■ PASSAGE PROVIDED:
┏━━

In order to catch up with the backlog of B.B.’s which have been held up for a variety of reasons, WE NEED ARTICLES, LETTERS ETC.  Have YOU done anything interesting lately?  Are YOU happy with the way that the B.B., the Belfry or the club is being run? Can YOU add any interesting comments to any of the articles which have appeared in the B.B. lately?  If you can, or aren’t or have (see above) why not write in to the Editor at Homeleigh, Bishop Sutton, Bristol and tell him about it?  A short article note is always welcome.  An article is even more welcome.  Help us to get the B.B. back on time again!


 

April Committee Meeting

The April meeting of the Committee noted that the money from the sale of the barn to the S.M.C.C. was now in the hands if its solicitor, and would be paid into club funds as soon as the signing of the deeds was complete.  The new Belfry is insured, and full cover for various aspects is being investigated.  A hold up in the printing of the B.B. was noted, due to the fact that work on the new Belfry was taking priority. It was agreed that this must be so, but that other arrangements for printing would be sorted out as soon as possible.  Details of the progress of fitting out the Belfry continued to take up most of the remainder of the meeting.  A donation of 25 Oldham lamps has been received from Alan Coase, the proceeds of the sale of these to be put into the hut fund.  The committee would like to thank Alan for this generous gift.

Just a Sec

The committee have received the resignation of Dave Irwin with resignation.  Dave is off to the States for six months.  He will continue to edit the caving reports, but their production has been taken over now by Bryan Ellis and Gordon Tilly on a temporary basis.

The Southern General meeting of the C.R.G. will be at ABERCRAVE Welfare centre, Swansea Valley, on the 27-28th of June.  I can let anyone who is interested have all the details.

The B.S.A. National Conference and Exhibition will be held at the University of Nottingham from the 11th to the 13th of September.  Again, I can provide all details including the photo salon, for which I have application forms.

Don’t forget the B.E.C.’s exhibition opening in the City museum in June.  Nike Palmer has undertaken all the arrangements.

┗━━

■ MATERIAL PROVIDED:
┏━━

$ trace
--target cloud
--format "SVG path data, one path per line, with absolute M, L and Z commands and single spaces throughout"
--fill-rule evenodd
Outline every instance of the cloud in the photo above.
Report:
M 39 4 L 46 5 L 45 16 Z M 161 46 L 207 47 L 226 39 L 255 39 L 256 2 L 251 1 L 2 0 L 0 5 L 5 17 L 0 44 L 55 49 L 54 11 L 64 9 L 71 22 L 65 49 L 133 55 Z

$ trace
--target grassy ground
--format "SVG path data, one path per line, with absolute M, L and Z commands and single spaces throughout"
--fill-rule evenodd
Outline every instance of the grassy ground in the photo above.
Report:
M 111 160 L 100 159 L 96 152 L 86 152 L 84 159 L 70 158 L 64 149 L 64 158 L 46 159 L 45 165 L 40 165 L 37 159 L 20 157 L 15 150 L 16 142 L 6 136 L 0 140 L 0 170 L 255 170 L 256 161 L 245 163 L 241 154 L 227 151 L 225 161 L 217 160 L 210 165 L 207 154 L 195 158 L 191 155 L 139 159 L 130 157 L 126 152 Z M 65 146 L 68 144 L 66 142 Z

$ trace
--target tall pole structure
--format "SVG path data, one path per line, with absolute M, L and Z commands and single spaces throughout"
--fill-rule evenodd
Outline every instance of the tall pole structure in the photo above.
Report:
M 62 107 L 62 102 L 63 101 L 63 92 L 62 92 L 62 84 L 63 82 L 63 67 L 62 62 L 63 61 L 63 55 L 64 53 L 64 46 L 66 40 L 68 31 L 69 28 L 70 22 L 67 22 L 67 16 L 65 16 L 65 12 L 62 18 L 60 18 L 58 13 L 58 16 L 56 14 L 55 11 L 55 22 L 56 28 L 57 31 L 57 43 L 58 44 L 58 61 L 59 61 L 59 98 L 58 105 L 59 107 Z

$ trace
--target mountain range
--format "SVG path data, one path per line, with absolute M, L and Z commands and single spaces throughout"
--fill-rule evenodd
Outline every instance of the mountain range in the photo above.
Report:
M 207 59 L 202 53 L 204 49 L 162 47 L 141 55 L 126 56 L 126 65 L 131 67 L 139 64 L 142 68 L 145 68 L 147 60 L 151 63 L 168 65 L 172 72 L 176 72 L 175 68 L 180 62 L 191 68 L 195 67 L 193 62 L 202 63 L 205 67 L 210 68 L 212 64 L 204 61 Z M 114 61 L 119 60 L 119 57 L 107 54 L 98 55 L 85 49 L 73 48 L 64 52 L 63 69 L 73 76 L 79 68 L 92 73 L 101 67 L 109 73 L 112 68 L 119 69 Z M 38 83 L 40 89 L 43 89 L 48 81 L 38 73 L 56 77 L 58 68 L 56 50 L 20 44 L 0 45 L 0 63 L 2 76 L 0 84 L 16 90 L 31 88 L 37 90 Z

┗━━

■ JOBS:
1: List every person the club newsletter names by first and last name.
2: Write the next part of the club newsletter, picking up after its final sentence.

■ WRITTEN RESPONSES:
1: Alan Coase, Dave Irwin, Bryan Ellis, Gordon Tilly, Nike Palmer

2:
Monthly Notes

With Dave Irwin away in the states, an arrangement has been made for his feature on caving matters – Monthly Notes – to be carried on in his absence under a different authorship. We hope to be able to include Monthly notes again in the next issue of the B.B. – Ed.


 

The Encharted Mountain

by R.S. (Kangy King)
(Our man in France)

For me, our trip to the Aigues Tortes, to climb the Enchanted Mountain is inextricably mixed with memories of vintage pass- storming in a Citroen 2CV.

The Augues Tortes is a Spanish national Park to the East of Viella.  It is a beautiful place, well wooded, with sharp peaks and a gem of a mountain called Los Encantos which, I suppose, is the Spanish for enchanted. Anyway, it ought to be, for Los Encantos is rather fairy tale like, rising in a sheer wall split by a giant cleft and crowned with pinnacles, the whole reflected in the surface of a green lake.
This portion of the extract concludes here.